### PASSAGE
## START

The 2011 Election results mean we will see a government very similar to that which we have had over the past three years, but with National having a larger share of seats in the House and therefore, possibly, a stronger ability to do whatever it wants.
Early childhood education was not a key election issue this time round; in fact ECE barely featured in pre-election media coverage.
One explanation for this may be that the Labour campaign floundered and did not provide voters with enough fresh and attractive policy around ECE. Another may be that the lobby groups are losing their influence within the sector. Or perhaps voters were not convinced by Labour’s costings even though they liked the ideas.
When National came in to government three years ago, the finance minister made it a priority to rein in government spending. In ECE it was felt spending had spiralled out of control as more families than expected took up the 20 hours scheme and ECE providers raced to increase their numbers of registered teachers in order to obtain higher funding rates. To contain this spending the government chose a route which would reduce the influence of teachers, the unions and the community-led ECE sector.
During the three years of this National led government many parents have seen their childcare costs increase and teachers have seen opportunities for things such as professional development reduce. Standards have been revised such as increasing licence size from 50 to 150 children and from 25 to 75 infants. The target of having 80% qualified teachers was put off from 2010 to a review in 2012 and funding for centres with more than 80% qualified teachers has been scrapped.
Before the 2008 election National put forward the following policy for ECE:
- “Enhance” the 20 Hours Free ECE funding by extending it to all licensed ECE services and lifting the 6 hour a day limit
- Tackle teacher shortages, with the main proposal being to allow foreign trained teachers to qualify after a 6 week course
- Increase the teacher-child ratio in centres and make it a requirement for centres to ensure under-2s are taught by at least 50% of staff who are registered teachers
- Reduce bureaucracy for early childhood centres
- Boost participation in early childhood care and education
There have been mixed results for the implementation of these policies during their first term. The 20 hours scheme has been extended to Playcentres and Kohanga Reo but the six hour a day limit remains in place. The teacher shortage has instead been tackled by reducing the percentage of qualified teachers funded in centres and moving back the timeframe for reaching 80% qualified teachers. Teacher ratio changes have not been made and no requirement has been introduced to ensure employers do not place all of their 50% of qualified teachers with older children only and leave infants with unqualified staff. Little has been done to reduce bureaucracy; some form filling has been done away with but early childhood services report they have as much if not more bureaucracy to deal with now than under the previous Labour-led government. In regards to boosting participation a programme of funding providers to establish new ECE services or to expand their current numbers has been stepped up. Also, more money is being spent on convincing families to enrol their child in a licensed ECE service. So far however this does not seem to have had a significant effect on participation statistics nationally.

## END

### GIVEN DATA
## START

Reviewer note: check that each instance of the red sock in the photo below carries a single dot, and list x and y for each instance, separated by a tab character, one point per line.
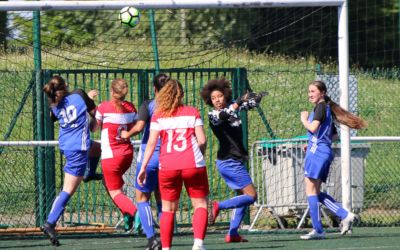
166	228
125	204
200	223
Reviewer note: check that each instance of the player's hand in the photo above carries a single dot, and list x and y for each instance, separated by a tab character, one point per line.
93	93
141	177
125	134
304	116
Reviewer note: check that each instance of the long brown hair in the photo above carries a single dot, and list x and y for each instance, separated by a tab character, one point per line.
119	89
169	99
339	114
55	89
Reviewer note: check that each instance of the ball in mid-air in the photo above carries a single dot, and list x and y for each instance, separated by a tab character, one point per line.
129	16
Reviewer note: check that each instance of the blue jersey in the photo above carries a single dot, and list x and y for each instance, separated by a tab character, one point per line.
145	113
321	140
74	123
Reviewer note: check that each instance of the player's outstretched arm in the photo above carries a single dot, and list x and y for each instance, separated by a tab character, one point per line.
151	145
136	129
201	139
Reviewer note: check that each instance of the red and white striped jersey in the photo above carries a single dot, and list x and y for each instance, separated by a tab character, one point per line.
179	147
113	121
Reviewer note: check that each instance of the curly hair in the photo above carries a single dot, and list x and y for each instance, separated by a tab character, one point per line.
55	89
169	99
339	114
222	85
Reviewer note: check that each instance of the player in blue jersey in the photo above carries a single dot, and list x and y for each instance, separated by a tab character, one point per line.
70	109
232	155
143	192
321	131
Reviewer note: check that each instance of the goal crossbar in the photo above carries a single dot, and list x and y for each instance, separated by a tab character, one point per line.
160	4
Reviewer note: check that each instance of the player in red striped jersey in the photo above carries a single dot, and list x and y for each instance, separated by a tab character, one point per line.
115	116
183	144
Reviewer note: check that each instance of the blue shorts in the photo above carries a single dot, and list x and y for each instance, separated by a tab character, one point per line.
317	165
76	162
234	173
151	182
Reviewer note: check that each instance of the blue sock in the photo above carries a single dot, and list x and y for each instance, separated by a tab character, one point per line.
315	215
93	161
159	210
236	202
236	219
58	207
146	218
332	205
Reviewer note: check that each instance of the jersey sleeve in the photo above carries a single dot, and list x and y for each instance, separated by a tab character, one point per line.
99	113
199	121
144	113
90	105
320	112
154	125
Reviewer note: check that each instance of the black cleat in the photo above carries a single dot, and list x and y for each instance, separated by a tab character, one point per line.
95	177
153	244
50	231
128	222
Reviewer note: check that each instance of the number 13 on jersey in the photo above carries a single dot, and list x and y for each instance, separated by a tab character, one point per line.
179	143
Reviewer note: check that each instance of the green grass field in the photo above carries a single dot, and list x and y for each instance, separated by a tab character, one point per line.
362	238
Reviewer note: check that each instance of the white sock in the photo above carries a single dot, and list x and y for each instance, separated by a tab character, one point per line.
198	242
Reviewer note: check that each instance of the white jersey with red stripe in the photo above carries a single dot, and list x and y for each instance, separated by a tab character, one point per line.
179	147
113	121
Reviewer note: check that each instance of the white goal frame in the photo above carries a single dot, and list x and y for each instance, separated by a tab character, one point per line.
343	41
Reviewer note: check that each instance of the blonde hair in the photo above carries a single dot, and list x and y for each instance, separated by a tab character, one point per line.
169	99
339	114
119	88
55	89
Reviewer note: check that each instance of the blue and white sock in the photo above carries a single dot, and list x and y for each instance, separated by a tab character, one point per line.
236	202
313	204
58	207
146	218
236	219
332	205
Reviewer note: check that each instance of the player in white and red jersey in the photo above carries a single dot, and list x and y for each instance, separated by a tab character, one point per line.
115	116
183	144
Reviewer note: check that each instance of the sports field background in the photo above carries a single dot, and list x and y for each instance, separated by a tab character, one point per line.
362	238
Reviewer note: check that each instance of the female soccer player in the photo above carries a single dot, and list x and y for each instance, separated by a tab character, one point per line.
115	116
143	193
70	109
183	144
231	155
319	155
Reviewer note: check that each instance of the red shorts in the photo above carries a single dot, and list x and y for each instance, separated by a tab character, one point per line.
195	180
114	169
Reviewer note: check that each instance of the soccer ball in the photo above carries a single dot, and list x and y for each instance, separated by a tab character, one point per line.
129	16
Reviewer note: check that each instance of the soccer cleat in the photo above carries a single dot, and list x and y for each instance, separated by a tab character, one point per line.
347	223
153	244
212	216
313	235
94	177
128	222
197	247
50	231
234	239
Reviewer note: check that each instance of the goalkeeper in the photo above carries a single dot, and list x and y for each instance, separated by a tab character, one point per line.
231	156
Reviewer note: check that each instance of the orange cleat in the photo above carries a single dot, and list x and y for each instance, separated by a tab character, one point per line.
212	216
234	239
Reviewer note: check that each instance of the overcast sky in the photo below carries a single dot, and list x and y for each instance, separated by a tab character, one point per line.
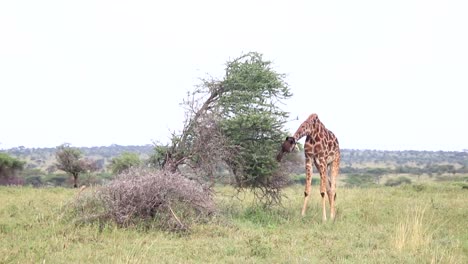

## END

### WRITTEN REQUEST
Answer these about the early childhood education passage:
1. Under the revised standards, what did the licence size for infants change from and to?
2. Which services was the 20 hours scheme extended to?
3. Before the 2008 election, what was National's main proposal for tackling teacher shortages?
The records have no connection to the text on early childhood education.

### SOLUTION
1. From 25 to 75 infants.
2. Playcentres and Kohanga Reo.
3. Allowing foreign trained teachers to qualify after a 6 week course.